## Your goal
How many lines in the records below contain the word "black", with case counting? Reply with the number alone.

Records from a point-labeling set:
● ● ● ● ●

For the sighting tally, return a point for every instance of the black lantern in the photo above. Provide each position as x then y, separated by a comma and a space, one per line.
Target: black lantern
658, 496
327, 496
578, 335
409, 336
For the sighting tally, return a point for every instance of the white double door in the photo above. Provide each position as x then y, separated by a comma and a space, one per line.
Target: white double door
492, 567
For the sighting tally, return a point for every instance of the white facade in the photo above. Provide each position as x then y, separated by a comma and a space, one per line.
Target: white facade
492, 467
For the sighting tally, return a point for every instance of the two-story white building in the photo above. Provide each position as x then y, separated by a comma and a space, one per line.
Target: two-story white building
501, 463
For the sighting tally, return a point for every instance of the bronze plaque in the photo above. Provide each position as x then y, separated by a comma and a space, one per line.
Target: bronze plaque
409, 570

● ● ● ● ●

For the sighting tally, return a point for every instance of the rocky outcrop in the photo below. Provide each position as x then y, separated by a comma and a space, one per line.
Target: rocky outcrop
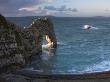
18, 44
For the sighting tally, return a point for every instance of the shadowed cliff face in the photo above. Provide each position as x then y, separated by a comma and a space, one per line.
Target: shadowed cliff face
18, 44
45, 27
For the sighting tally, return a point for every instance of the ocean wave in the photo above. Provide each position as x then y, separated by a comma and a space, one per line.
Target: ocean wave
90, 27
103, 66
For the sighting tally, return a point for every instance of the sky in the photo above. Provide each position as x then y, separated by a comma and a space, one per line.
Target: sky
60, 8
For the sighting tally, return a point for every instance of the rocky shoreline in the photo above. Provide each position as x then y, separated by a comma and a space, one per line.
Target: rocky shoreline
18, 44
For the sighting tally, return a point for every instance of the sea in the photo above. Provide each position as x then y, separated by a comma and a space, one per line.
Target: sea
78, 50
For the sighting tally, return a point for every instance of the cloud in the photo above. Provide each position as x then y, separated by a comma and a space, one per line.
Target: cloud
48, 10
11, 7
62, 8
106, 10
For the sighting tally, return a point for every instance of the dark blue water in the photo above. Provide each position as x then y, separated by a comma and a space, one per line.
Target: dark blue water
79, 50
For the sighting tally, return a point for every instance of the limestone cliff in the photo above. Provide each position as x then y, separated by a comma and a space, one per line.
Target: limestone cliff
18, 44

● ● ● ● ●

## Exercise output
2